#### PROVIDED DATA ####
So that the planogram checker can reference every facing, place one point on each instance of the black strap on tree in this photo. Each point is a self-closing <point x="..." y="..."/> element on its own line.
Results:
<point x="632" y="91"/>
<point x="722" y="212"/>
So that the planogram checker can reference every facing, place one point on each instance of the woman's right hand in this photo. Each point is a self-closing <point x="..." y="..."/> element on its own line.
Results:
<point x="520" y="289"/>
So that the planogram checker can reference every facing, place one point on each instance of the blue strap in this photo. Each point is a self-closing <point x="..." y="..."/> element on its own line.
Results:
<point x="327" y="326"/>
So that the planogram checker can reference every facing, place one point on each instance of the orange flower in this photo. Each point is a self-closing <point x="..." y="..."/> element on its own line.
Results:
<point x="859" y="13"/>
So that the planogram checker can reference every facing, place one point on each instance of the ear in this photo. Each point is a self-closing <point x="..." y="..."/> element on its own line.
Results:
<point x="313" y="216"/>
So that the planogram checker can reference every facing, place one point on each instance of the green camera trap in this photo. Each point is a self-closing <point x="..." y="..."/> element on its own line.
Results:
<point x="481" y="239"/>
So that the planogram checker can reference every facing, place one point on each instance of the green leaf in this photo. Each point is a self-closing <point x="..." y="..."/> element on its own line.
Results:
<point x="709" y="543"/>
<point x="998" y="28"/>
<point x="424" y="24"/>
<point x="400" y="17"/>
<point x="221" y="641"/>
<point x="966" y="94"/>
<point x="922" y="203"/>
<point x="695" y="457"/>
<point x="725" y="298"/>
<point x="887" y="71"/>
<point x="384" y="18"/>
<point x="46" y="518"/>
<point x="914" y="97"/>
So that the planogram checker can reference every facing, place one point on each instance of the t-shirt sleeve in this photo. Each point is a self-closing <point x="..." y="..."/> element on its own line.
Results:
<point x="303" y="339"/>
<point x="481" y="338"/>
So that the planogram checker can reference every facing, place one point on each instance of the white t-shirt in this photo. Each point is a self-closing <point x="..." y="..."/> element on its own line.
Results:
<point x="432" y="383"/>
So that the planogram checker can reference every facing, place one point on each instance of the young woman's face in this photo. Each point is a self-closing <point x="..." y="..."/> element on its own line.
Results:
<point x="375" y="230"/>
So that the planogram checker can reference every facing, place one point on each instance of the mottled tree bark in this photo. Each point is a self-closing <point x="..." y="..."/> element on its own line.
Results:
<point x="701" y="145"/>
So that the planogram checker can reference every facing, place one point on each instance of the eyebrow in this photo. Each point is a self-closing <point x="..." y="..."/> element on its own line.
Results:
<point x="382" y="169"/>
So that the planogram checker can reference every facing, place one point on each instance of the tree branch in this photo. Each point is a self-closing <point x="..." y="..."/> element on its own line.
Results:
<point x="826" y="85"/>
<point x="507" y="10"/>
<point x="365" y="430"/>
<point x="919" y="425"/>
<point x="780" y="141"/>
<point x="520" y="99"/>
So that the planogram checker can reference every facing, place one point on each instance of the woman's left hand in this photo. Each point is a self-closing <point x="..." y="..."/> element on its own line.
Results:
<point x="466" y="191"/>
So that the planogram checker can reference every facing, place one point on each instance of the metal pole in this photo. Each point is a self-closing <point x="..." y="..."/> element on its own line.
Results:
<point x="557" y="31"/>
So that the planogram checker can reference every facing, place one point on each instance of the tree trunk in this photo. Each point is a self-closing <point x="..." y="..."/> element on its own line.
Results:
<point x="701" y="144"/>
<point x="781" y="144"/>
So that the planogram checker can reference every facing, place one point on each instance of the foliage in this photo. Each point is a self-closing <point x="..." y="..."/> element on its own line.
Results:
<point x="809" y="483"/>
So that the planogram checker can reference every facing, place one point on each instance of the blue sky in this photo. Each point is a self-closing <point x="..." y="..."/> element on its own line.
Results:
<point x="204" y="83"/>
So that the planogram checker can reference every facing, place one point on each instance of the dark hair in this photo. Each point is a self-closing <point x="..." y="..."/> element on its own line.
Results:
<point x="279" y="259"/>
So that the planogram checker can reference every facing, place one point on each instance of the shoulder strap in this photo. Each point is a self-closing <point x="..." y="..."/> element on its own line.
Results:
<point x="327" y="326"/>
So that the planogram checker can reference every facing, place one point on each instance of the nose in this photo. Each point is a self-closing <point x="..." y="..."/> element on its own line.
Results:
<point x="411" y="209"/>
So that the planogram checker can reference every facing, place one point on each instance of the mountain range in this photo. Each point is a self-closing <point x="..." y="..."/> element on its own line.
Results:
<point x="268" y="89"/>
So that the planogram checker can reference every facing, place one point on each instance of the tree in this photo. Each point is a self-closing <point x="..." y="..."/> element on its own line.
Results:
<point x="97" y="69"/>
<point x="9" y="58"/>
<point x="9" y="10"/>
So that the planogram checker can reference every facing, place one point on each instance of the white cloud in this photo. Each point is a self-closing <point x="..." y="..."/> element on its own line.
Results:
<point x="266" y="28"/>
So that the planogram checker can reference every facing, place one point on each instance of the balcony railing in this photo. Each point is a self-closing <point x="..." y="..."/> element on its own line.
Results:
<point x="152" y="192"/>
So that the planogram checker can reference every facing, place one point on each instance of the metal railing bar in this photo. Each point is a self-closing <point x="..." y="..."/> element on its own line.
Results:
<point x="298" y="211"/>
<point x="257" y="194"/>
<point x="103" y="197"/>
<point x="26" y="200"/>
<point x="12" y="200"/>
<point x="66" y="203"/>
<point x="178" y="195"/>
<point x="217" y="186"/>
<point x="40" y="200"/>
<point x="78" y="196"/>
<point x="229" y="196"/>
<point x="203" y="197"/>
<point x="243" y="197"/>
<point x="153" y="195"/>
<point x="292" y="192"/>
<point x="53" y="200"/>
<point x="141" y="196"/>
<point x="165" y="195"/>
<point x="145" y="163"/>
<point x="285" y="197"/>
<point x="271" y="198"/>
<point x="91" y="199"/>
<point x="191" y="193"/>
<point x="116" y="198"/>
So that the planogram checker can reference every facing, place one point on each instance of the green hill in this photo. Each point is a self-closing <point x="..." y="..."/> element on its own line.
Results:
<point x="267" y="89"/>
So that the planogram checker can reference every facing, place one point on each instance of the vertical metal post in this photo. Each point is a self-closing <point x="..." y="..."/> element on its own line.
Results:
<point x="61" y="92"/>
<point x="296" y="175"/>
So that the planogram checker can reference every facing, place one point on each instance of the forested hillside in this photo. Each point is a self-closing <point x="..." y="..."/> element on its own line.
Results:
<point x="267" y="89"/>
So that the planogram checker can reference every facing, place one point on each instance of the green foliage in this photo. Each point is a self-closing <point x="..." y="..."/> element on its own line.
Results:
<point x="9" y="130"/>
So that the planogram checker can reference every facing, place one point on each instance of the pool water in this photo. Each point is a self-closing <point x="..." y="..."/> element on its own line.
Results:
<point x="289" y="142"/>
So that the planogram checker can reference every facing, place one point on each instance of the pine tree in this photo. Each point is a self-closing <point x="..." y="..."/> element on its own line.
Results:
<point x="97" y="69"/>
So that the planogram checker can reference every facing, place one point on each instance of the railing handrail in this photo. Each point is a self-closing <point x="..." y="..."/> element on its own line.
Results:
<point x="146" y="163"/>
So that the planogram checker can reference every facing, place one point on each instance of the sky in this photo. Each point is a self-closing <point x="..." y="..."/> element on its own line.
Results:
####
### WHAT THIS TASK INVOLVES
Please set down all the data word for word.

### THE RESULT
So that the planogram checker can reference every facing, place one point on each instance of the black strap on tree in this photo. Each point is a self-closing <point x="..." y="..."/> element on its own line.
Results:
<point x="632" y="91"/>
<point x="722" y="212"/>
So that the planogram checker can reference every facing, place one point on each instance of the woman's right hand in this photo. Each point is a self-closing <point x="..." y="..."/> element on its own line.
Results:
<point x="520" y="289"/>
So that the planogram checker can reference every facing, place one point on each instance of the blue strap in this photo. Each point is a self-closing <point x="..." y="..."/> element on its own line.
Results:
<point x="327" y="326"/>
So that the planogram checker can reference every facing, place one point on each instance of the orange flower in this photo. Each point is a self-closing <point x="..." y="..."/> element on its own line.
Results:
<point x="859" y="13"/>
So that the planogram checker can reference every facing, place one point on each instance of the ear in this photo. Each point is a self-closing <point x="..." y="..."/> element on its own line.
Results:
<point x="313" y="216"/>
So that the planogram checker can reference every facing, place one point on each instance of the green camera trap in this photo. Each point is a self-closing <point x="..." y="..."/> element on its own line.
Results:
<point x="481" y="239"/>
So that the planogram checker can reference every facing, place one point on each instance of the green leaf in this photo. Each point is a self-closing <point x="..." y="..."/> element on its own line.
Results:
<point x="709" y="543"/>
<point x="998" y="28"/>
<point x="424" y="24"/>
<point x="400" y="17"/>
<point x="221" y="641"/>
<point x="966" y="94"/>
<point x="922" y="203"/>
<point x="695" y="457"/>
<point x="725" y="298"/>
<point x="887" y="71"/>
<point x="384" y="18"/>
<point x="46" y="518"/>
<point x="914" y="97"/>
So that the planogram checker can reference every facing, place one point on each instance of the t-shirt sleeve in this photo. Each point is a self-closing <point x="..." y="..."/> element on its own line.
Results:
<point x="303" y="339"/>
<point x="481" y="338"/>
So that the planogram checker can reference every facing, place one point on each instance of the white t-shirt in this photo. Each point is a self-closing <point x="..." y="..."/> element on its own line.
Results:
<point x="432" y="383"/>
So that the planogram checker can reference every facing, place one point on each instance of the young woman's face in this photo. Each point is a self-closing <point x="..." y="..."/> element on its own line.
Results:
<point x="375" y="230"/>
So that the planogram checker can reference every facing, place one point on each instance of the mottled tree bark in this photo. Each point is a self-closing <point x="..." y="..."/> element on its own line.
Results:
<point x="701" y="145"/>
So that the planogram checker can reference every facing, place one point on each instance of the eyebrow in this photo. Each point is a self-closing <point x="..." y="..."/> element on its own line.
Results:
<point x="382" y="169"/>
So that the planogram checker can reference every facing, place one point on each instance of the tree branch in this photo. Each point is a self-closing <point x="..." y="..."/> element on its own line.
Results:
<point x="826" y="85"/>
<point x="507" y="10"/>
<point x="365" y="430"/>
<point x="919" y="425"/>
<point x="780" y="141"/>
<point x="520" y="99"/>
So that the planogram checker can reference every facing, place one point on each instance of the woman's left hand in this photo. Each point is a self-closing <point x="..." y="..."/> element on its own line.
Results:
<point x="466" y="191"/>
So that the planogram checker can reference every facing, place one point on each instance of the metal pole in this photo. Each point is a self-closing <point x="..." y="..."/> element on its own line.
Results:
<point x="557" y="31"/>
So that the planogram checker can reference every facing, place one point on each instance of the tree trunk in this photo. Each point is a self-closing <point x="..." y="..."/> element on its own line.
Results:
<point x="701" y="144"/>
<point x="781" y="144"/>
So that the planogram checker can reference every facing, place one point on each instance of the foliage in this photo. Each point is a self-closing <point x="..." y="..."/> element on its own line.
Results:
<point x="809" y="483"/>
So that the planogram checker can reference every facing, place one point on each instance of the blue sky in this photo. Each point is a self-closing <point x="..." y="..."/> element on its own line.
Results:
<point x="204" y="83"/>
So that the planogram checker can reference every facing, place one point on each instance of the dark hair in this photo. Each point is a self-closing <point x="..." y="..."/> element on its own line.
Results:
<point x="279" y="259"/>
So that the planogram checker can reference every facing, place one point on each instance of the shoulder strap in this photo. Each point is a self-closing <point x="..." y="..."/> element on its own line.
Results:
<point x="327" y="326"/>
So that the planogram checker can reference every facing, place one point on each instance of the nose in this photo. Each point is a self-closing <point x="..." y="..."/> element on its own line.
Results:
<point x="411" y="209"/>
So that the planogram checker can reference every facing, place one point on each instance of the mountain range in this photo. Each point is a self-closing <point x="..." y="..."/> element on its own line.
Results:
<point x="268" y="89"/>
So that the planogram checker can reference every facing, place one point on each instance of the tree in this photo. Each point is a self-closing <point x="..." y="..."/> element on its own line.
Results:
<point x="97" y="69"/>
<point x="9" y="58"/>
<point x="9" y="10"/>
So that the planogram checker can reference every facing, place one point on each instance of the white cloud in this photo. Each point is a self-closing <point x="..." y="..."/> element on its own line.
Results:
<point x="266" y="28"/>
So that the planogram checker can reference every facing, place one point on each instance of the balcony railing in this photo. Each point is a self-closing <point x="..." y="..."/> element on its own line.
Results:
<point x="152" y="192"/>
So that the planogram checker can reference every facing, place one point on each instance of the metal railing bar in this photo. Each point is a self-closing <point x="..." y="..."/> element on its own line.
Results:
<point x="298" y="211"/>
<point x="257" y="194"/>
<point x="103" y="197"/>
<point x="26" y="200"/>
<point x="12" y="200"/>
<point x="66" y="203"/>
<point x="178" y="195"/>
<point x="217" y="186"/>
<point x="40" y="200"/>
<point x="78" y="196"/>
<point x="229" y="196"/>
<point x="203" y="197"/>
<point x="243" y="197"/>
<point x="153" y="195"/>
<point x="292" y="192"/>
<point x="53" y="200"/>
<point x="141" y="196"/>
<point x="165" y="195"/>
<point x="145" y="163"/>
<point x="285" y="197"/>
<point x="271" y="198"/>
<point x="91" y="199"/>
<point x="191" y="193"/>
<point x="116" y="198"/>
So that the planogram checker can reference every facing, place one point on each instance of the green hill in this photo. Each point is a self-closing <point x="..." y="..."/> element on its own line.
Results:
<point x="267" y="89"/>
So that the planogram checker can reference every facing, place one point on each instance of the vertical metal post in this photo. Each point is a self-closing <point x="..." y="..."/> element on its own line.
Results:
<point x="61" y="92"/>
<point x="296" y="175"/>
So that the planogram checker can reference every facing, place one point on each instance of the forested hillside in this photo. Each point is a self-closing <point x="..." y="..."/> element on its own line.
Results:
<point x="267" y="89"/>
So that the planogram checker can reference every facing, place one point on each instance of the green foliage in this photo. Each point is a self-closing <point x="..." y="..."/> element on its own line.
Results:
<point x="9" y="130"/>
So that the planogram checker can reference every facing, place one point on each instance of the pool water in this photo. Each point is a self-closing <point x="..." y="..."/> element on its own line.
Results:
<point x="289" y="142"/>
So that the planogram checker can reference every facing, place one point on each instance of the pine tree in this photo. Each point is a self-closing <point x="..." y="..."/> element on its own line.
Results:
<point x="97" y="69"/>
So that the planogram checker can reference every facing, place one point on each instance of the railing handrail in this photo. Each point is a self-closing <point x="..." y="..."/> element on its own line.
Results:
<point x="146" y="163"/>
So that the planogram checker can reference every facing, place one point on each instance of the sky in this photo. Each point is a self-closing <point x="..." y="..."/> element on its own line.
Results:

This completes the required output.